— Problem statement —
Rewrite everything in the material below from the line containing "In the picture above, where can the vest" down to the end, requests included, offsetting every coordinate in the answer points by adding 126. Leave the pictures out.

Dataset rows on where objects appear
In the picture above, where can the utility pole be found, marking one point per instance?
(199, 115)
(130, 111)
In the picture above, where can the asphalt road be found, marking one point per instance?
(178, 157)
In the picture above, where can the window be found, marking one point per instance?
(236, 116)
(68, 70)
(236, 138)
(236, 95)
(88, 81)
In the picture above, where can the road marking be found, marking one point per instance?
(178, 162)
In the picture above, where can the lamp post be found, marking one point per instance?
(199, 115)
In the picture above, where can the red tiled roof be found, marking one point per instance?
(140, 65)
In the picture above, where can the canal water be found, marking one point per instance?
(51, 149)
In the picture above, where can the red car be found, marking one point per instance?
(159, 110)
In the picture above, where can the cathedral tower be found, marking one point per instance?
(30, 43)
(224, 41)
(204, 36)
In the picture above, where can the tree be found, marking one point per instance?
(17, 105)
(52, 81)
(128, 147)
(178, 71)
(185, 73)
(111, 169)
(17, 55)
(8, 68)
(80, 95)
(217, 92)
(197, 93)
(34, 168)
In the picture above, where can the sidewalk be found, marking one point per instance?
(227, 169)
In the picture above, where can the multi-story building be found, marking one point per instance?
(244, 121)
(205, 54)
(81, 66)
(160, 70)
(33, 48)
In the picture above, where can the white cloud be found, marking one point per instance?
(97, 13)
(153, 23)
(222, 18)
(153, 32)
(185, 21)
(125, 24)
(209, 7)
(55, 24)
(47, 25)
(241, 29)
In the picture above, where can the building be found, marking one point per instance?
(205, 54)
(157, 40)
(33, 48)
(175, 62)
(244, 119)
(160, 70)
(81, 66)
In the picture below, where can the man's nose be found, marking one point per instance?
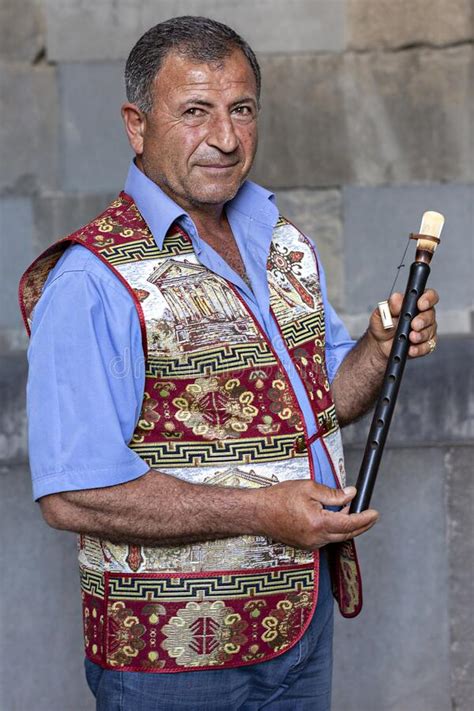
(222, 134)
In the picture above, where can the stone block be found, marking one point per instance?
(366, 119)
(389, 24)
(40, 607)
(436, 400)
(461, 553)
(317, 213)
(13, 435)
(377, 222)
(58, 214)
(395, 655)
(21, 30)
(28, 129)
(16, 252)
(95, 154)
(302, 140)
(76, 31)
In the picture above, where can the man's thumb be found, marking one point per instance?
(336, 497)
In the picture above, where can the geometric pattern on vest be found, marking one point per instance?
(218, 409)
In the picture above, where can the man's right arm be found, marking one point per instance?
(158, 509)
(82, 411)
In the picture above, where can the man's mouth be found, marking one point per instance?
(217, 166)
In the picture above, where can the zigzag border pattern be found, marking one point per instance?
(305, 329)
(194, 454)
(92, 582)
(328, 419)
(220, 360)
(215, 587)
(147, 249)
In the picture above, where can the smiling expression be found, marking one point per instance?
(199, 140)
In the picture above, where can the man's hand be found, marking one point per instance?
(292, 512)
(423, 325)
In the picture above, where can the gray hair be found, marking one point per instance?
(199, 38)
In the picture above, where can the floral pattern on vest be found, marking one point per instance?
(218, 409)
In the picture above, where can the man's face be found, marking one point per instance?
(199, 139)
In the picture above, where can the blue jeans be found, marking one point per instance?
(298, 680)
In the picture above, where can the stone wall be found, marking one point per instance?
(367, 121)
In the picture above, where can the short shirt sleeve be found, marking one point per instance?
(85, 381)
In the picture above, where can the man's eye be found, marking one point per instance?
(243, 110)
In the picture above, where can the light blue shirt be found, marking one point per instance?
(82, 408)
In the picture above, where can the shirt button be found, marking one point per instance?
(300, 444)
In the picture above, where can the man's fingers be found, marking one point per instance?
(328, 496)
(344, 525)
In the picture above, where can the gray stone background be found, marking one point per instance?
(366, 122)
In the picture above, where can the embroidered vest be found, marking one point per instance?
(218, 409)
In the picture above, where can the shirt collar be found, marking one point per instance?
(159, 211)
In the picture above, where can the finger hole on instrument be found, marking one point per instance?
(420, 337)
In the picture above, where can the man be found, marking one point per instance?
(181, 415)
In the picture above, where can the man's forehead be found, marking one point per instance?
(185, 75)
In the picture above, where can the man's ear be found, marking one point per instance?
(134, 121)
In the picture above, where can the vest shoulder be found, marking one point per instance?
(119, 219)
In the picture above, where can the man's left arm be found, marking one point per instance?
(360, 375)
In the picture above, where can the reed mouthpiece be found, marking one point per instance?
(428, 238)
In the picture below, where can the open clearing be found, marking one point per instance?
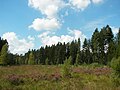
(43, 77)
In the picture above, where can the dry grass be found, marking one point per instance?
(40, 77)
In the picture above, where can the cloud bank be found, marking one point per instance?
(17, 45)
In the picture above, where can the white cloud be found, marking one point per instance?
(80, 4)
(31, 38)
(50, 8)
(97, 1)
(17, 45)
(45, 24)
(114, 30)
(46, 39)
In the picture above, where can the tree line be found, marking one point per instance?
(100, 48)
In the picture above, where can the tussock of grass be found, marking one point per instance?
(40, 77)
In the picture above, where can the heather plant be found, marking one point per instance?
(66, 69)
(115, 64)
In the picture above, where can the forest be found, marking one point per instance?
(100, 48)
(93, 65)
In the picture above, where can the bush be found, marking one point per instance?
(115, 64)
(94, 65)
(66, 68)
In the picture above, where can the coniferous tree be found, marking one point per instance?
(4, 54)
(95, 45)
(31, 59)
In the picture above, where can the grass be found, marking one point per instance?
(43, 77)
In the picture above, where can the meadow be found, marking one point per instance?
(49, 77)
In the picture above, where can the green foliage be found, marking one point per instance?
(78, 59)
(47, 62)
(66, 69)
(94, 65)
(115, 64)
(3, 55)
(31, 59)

— Expected answer —
In the picture above, where can the vest shoulder be found, marking one point per instance?
(245, 345)
In the picture above, where can the man's left arm be found, marking one point per instance?
(486, 501)
In the picture above, where can the reed mouthpiece be found, marking one point per instance?
(554, 364)
In the picture below, where can the open clearing be found, marking one point per instance?
(169, 203)
In the picture above, where can the dry grass be found, marking one point per instance?
(166, 203)
In the picture above, where can the cloud bank be found, marking one point per instance?
(143, 171)
In the picture above, where can the white cloud be found, marking one point per instance?
(206, 130)
(157, 164)
(176, 134)
(223, 127)
(143, 171)
(171, 150)
(240, 156)
(172, 165)
In the picture above, where can the tree line be found, marking one point per instance?
(226, 174)
In the picture above, where can the tussock of grass be found, marking one point per instance?
(166, 203)
In the picture above, where can the heather plant be found, marking one point per instance?
(192, 195)
(241, 190)
In the picture above, where can the forest be found, marking one point per instance?
(226, 174)
(219, 191)
In the picture above, where can the bush be found, marking one point per instance?
(241, 190)
(220, 191)
(192, 194)
In the picture above, where can the coniferous tree be found, marking one point per instance?
(130, 180)
(221, 171)
(157, 185)
In the picture above, where can the grass be found, marking one point per instance?
(169, 203)
In the picture above, where can the meadow be found, marking one point per instance?
(175, 203)
In the picture above, where can the green foliage be found, marking one point per instance?
(204, 185)
(173, 188)
(192, 195)
(220, 191)
(241, 190)
(129, 181)
(157, 185)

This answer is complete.